▶ [Material for this task]
++++++
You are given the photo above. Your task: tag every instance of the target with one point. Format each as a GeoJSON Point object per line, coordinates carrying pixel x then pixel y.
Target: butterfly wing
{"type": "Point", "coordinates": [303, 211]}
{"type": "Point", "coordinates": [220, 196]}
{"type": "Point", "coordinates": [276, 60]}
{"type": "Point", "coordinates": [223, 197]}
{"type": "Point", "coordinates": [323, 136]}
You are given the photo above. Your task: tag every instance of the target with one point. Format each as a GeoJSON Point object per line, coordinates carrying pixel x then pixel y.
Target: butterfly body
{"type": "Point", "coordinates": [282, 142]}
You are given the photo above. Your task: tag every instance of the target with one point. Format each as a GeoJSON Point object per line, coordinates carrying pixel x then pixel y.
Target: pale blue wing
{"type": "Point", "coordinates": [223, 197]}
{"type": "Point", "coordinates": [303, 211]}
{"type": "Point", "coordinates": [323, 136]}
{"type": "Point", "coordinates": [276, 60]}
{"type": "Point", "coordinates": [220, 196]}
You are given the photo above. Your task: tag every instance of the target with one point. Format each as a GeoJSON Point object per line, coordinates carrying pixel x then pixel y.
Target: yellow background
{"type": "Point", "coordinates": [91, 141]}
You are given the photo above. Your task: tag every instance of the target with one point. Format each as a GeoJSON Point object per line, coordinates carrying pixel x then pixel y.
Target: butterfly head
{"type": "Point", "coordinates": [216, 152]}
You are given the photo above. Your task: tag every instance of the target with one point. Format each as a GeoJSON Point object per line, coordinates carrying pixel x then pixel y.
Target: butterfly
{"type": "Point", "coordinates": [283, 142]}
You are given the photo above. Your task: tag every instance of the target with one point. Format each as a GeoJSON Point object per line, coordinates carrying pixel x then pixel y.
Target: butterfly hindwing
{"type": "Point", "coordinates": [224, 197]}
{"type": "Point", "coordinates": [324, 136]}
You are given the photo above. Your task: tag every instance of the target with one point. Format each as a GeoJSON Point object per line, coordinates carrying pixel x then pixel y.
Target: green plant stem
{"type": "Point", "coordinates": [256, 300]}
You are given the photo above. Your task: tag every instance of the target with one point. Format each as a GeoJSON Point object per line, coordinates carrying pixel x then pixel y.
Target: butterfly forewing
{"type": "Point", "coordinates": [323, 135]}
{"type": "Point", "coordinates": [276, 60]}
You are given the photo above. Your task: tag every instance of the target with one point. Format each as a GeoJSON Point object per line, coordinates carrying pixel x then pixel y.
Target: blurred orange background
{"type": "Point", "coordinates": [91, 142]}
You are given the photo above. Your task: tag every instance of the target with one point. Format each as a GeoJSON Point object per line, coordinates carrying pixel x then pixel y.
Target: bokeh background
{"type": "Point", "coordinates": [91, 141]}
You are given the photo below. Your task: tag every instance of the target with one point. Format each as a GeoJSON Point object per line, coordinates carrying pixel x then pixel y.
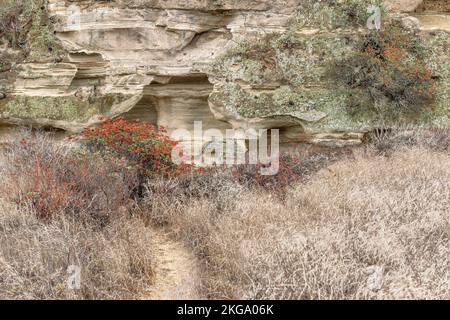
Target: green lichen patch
{"type": "Point", "coordinates": [28, 30]}
{"type": "Point", "coordinates": [355, 76]}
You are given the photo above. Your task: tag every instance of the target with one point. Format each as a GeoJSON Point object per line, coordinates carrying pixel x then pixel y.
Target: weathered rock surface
{"type": "Point", "coordinates": [151, 60]}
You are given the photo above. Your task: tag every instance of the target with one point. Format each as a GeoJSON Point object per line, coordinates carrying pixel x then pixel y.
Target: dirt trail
{"type": "Point", "coordinates": [177, 271]}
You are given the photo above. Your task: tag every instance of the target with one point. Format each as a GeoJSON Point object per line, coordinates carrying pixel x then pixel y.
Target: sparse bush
{"type": "Point", "coordinates": [325, 238]}
{"type": "Point", "coordinates": [59, 207]}
{"type": "Point", "coordinates": [58, 181]}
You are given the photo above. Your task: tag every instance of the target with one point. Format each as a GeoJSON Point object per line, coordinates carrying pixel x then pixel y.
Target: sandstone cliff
{"type": "Point", "coordinates": [228, 63]}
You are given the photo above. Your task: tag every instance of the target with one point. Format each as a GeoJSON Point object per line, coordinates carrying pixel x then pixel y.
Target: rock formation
{"type": "Point", "coordinates": [169, 62]}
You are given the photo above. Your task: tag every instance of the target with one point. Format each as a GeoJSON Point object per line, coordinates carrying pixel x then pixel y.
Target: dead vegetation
{"type": "Point", "coordinates": [59, 210]}
{"type": "Point", "coordinates": [371, 225]}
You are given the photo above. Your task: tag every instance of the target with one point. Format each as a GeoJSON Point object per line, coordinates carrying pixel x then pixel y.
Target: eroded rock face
{"type": "Point", "coordinates": [157, 60]}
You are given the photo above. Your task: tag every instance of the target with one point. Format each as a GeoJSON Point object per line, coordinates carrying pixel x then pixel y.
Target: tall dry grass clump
{"type": "Point", "coordinates": [59, 208]}
{"type": "Point", "coordinates": [368, 226]}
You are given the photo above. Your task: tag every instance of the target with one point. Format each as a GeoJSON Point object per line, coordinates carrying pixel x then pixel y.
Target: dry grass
{"type": "Point", "coordinates": [368, 223]}
{"type": "Point", "coordinates": [58, 210]}
{"type": "Point", "coordinates": [329, 236]}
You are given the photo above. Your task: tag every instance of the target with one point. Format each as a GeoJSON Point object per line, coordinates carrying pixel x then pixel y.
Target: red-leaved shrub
{"type": "Point", "coordinates": [139, 142]}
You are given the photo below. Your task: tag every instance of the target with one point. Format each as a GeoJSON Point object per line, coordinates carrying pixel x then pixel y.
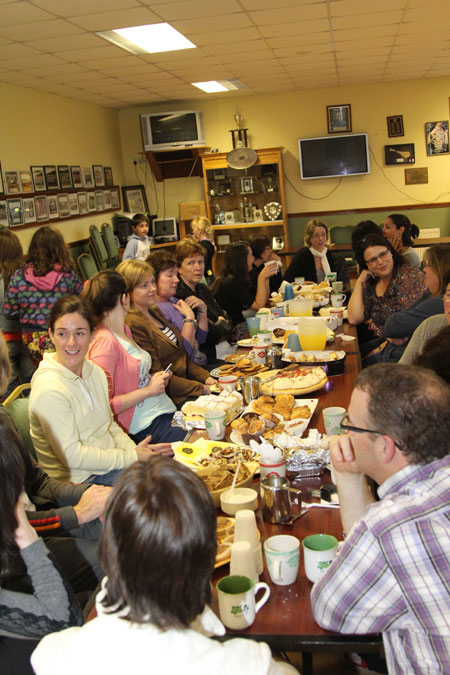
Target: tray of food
{"type": "Point", "coordinates": [298, 381]}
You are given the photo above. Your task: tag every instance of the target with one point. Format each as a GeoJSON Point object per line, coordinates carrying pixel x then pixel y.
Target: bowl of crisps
{"type": "Point", "coordinates": [218, 478]}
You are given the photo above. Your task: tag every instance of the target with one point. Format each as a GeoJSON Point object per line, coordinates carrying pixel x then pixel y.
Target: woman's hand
{"type": "Point", "coordinates": [158, 383]}
{"type": "Point", "coordinates": [184, 309]}
{"type": "Point", "coordinates": [24, 533]}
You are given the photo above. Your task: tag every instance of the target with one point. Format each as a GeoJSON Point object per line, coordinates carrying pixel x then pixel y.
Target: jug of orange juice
{"type": "Point", "coordinates": [312, 332]}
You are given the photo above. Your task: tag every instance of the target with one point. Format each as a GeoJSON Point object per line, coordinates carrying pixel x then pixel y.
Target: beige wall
{"type": "Point", "coordinates": [280, 120]}
{"type": "Point", "coordinates": [40, 128]}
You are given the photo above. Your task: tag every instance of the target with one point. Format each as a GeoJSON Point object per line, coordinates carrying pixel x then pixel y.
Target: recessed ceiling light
{"type": "Point", "coordinates": [219, 85]}
{"type": "Point", "coordinates": [150, 39]}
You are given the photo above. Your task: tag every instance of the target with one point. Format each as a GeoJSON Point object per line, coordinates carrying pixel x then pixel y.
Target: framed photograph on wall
{"type": "Point", "coordinates": [38, 178]}
{"type": "Point", "coordinates": [436, 134]}
{"type": "Point", "coordinates": [12, 181]}
{"type": "Point", "coordinates": [29, 210]}
{"type": "Point", "coordinates": [395, 126]}
{"type": "Point", "coordinates": [77, 181]}
{"type": "Point", "coordinates": [15, 212]}
{"type": "Point", "coordinates": [99, 176]}
{"type": "Point", "coordinates": [65, 181]}
{"type": "Point", "coordinates": [26, 181]}
{"type": "Point", "coordinates": [400, 154]}
{"type": "Point", "coordinates": [51, 177]}
{"type": "Point", "coordinates": [134, 199]}
{"type": "Point", "coordinates": [109, 181]}
{"type": "Point", "coordinates": [63, 205]}
{"type": "Point", "coordinates": [52, 203]}
{"type": "Point", "coordinates": [339, 118]}
{"type": "Point", "coordinates": [41, 208]}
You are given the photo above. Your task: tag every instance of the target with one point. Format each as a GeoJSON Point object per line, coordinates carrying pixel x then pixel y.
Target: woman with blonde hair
{"type": "Point", "coordinates": [161, 339]}
{"type": "Point", "coordinates": [203, 233]}
{"type": "Point", "coordinates": [314, 260]}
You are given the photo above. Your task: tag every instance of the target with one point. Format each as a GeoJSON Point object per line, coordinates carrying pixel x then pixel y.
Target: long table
{"type": "Point", "coordinates": [286, 622]}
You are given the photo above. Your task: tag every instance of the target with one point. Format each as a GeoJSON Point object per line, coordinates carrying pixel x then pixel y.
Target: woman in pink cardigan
{"type": "Point", "coordinates": [138, 399]}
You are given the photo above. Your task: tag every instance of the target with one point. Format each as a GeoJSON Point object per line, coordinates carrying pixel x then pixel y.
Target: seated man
{"type": "Point", "coordinates": [393, 571]}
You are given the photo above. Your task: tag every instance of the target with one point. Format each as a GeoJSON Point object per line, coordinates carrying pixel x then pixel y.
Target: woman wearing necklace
{"type": "Point", "coordinates": [314, 261]}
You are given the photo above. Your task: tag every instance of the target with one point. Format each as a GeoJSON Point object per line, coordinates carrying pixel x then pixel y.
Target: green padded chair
{"type": "Point", "coordinates": [87, 266]}
{"type": "Point", "coordinates": [110, 244]}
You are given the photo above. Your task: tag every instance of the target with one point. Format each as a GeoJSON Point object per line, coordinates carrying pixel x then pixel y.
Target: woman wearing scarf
{"type": "Point", "coordinates": [314, 261]}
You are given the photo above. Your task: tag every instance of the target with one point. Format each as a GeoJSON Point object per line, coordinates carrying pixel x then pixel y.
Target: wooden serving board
{"type": "Point", "coordinates": [267, 389]}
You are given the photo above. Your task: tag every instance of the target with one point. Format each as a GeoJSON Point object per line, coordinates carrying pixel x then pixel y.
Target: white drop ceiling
{"type": "Point", "coordinates": [270, 45]}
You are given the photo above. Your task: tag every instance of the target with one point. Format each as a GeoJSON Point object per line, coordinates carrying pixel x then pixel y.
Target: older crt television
{"type": "Point", "coordinates": [172, 130]}
{"type": "Point", "coordinates": [164, 230]}
{"type": "Point", "coordinates": [334, 156]}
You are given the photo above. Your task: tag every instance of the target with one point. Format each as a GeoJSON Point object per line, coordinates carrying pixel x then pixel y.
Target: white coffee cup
{"type": "Point", "coordinates": [215, 424]}
{"type": "Point", "coordinates": [337, 299]}
{"type": "Point", "coordinates": [332, 418]}
{"type": "Point", "coordinates": [282, 554]}
{"type": "Point", "coordinates": [237, 606]}
{"type": "Point", "coordinates": [319, 551]}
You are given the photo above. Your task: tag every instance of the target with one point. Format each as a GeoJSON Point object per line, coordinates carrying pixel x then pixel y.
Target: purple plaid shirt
{"type": "Point", "coordinates": [393, 572]}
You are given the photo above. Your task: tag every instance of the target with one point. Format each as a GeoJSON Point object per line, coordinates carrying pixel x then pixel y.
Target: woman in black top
{"type": "Point", "coordinates": [234, 290]}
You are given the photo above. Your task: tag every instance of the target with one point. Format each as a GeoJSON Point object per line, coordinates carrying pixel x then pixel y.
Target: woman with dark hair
{"type": "Point", "coordinates": [34, 599]}
{"type": "Point", "coordinates": [262, 252]}
{"type": "Point", "coordinates": [314, 260]}
{"type": "Point", "coordinates": [399, 230]}
{"type": "Point", "coordinates": [158, 549]}
{"type": "Point", "coordinates": [11, 258]}
{"type": "Point", "coordinates": [190, 319]}
{"type": "Point", "coordinates": [152, 332]}
{"type": "Point", "coordinates": [71, 423]}
{"type": "Point", "coordinates": [137, 397]}
{"type": "Point", "coordinates": [386, 285]}
{"type": "Point", "coordinates": [33, 289]}
{"type": "Point", "coordinates": [190, 260]}
{"type": "Point", "coordinates": [234, 290]}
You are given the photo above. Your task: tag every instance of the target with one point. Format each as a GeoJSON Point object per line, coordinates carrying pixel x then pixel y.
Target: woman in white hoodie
{"type": "Point", "coordinates": [71, 423]}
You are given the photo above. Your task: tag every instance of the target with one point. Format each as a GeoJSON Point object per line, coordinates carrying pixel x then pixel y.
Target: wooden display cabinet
{"type": "Point", "coordinates": [235, 198]}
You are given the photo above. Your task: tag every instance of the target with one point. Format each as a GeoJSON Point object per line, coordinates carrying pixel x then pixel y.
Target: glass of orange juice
{"type": "Point", "coordinates": [312, 332]}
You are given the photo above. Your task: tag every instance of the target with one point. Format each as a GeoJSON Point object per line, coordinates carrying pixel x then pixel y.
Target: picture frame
{"type": "Point", "coordinates": [12, 182]}
{"type": "Point", "coordinates": [51, 177]}
{"type": "Point", "coordinates": [92, 206]}
{"type": "Point", "coordinates": [29, 210]}
{"type": "Point", "coordinates": [3, 213]}
{"type": "Point", "coordinates": [63, 205]}
{"type": "Point", "coordinates": [134, 199]}
{"type": "Point", "coordinates": [77, 180]}
{"type": "Point", "coordinates": [38, 175]}
{"type": "Point", "coordinates": [109, 181]}
{"type": "Point", "coordinates": [436, 137]}
{"type": "Point", "coordinates": [115, 199]}
{"type": "Point", "coordinates": [73, 204]}
{"type": "Point", "coordinates": [399, 154]}
{"type": "Point", "coordinates": [99, 201]}
{"type": "Point", "coordinates": [395, 126]}
{"type": "Point", "coordinates": [15, 212]}
{"type": "Point", "coordinates": [26, 180]}
{"type": "Point", "coordinates": [41, 205]}
{"type": "Point", "coordinates": [52, 204]}
{"type": "Point", "coordinates": [99, 176]}
{"type": "Point", "coordinates": [65, 180]}
{"type": "Point", "coordinates": [339, 118]}
{"type": "Point", "coordinates": [88, 178]}
{"type": "Point", "coordinates": [82, 202]}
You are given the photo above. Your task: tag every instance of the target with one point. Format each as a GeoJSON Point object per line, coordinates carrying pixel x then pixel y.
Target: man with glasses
{"type": "Point", "coordinates": [393, 571]}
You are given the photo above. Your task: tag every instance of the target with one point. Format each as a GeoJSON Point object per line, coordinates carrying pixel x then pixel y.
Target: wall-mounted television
{"type": "Point", "coordinates": [331, 156]}
{"type": "Point", "coordinates": [171, 130]}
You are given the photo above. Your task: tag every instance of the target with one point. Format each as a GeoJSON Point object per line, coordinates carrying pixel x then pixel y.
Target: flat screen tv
{"type": "Point", "coordinates": [172, 130]}
{"type": "Point", "coordinates": [331, 156]}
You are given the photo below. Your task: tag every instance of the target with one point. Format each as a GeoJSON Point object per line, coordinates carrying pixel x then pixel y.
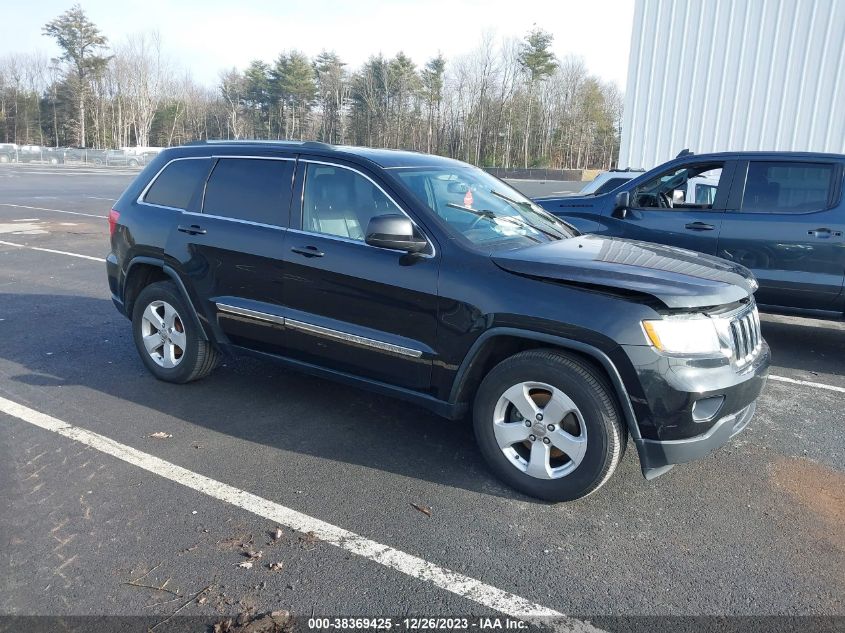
++++++
▶ [Short problem] Find every line in the entries above that contains the string "woman", matching case exactly, and copy each of those lines.

▶ [Written solution]
Target: woman's hand
Target: woman with blonde hair
Target: woman in pink cardigan
Target: woman wearing necklace
Target: woman wearing scarf
Target: woman in black top
Target: woman with dark hair
Target: woman in white hoodie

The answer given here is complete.